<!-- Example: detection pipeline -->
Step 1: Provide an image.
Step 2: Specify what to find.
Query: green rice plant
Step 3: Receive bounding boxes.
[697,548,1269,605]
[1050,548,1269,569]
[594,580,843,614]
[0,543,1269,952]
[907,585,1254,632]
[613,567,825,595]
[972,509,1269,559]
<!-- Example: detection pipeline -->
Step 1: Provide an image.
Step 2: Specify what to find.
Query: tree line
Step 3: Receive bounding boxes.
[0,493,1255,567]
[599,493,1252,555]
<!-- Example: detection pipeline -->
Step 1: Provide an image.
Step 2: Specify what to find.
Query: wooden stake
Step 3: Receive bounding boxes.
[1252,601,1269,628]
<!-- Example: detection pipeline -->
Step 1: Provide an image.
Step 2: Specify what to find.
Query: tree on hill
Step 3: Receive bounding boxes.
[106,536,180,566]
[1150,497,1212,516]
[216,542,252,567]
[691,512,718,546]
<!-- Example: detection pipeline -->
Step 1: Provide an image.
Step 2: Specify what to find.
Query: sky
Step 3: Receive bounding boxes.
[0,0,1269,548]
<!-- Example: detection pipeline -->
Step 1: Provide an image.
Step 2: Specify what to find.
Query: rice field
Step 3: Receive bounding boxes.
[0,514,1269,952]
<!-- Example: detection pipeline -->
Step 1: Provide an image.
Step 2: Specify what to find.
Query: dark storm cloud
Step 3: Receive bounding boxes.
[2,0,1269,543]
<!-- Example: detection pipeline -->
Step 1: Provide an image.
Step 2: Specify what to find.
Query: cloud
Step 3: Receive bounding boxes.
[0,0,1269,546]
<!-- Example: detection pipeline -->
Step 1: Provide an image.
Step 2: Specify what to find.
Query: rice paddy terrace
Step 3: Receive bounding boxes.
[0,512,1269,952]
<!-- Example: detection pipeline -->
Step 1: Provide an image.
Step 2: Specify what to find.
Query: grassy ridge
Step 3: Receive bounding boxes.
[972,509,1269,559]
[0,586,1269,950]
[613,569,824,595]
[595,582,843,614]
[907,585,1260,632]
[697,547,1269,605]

--------------------------------

▶ _Your instructions_
Reproduce in full every line from the first one through the line containing "[599,493,1252,555]", scaling each bounding box coordinate by 1.05 and rounding it to a whole number, with halves rounded up.

▶ _Final result_
<!-- Example: detection pipeline -->
Step 1: Provide an image.
Step 2: Specify what to find.
Query: green rice plant
Step 3: Receive bounding boxes.
[732,575,1332,635]
[1103,575,1332,597]
[624,609,885,645]
[0,570,1332,1000]
[952,614,1317,664]
[644,595,866,625]
[1021,534,1332,587]
<!-- Example: detection pipeline -->
Step 1: Provide an image.
Step 2: Specify what to find.
Query: tree line
Step 3: Receive bounding boxes.
[0,518,1318,595]
[629,518,1315,583]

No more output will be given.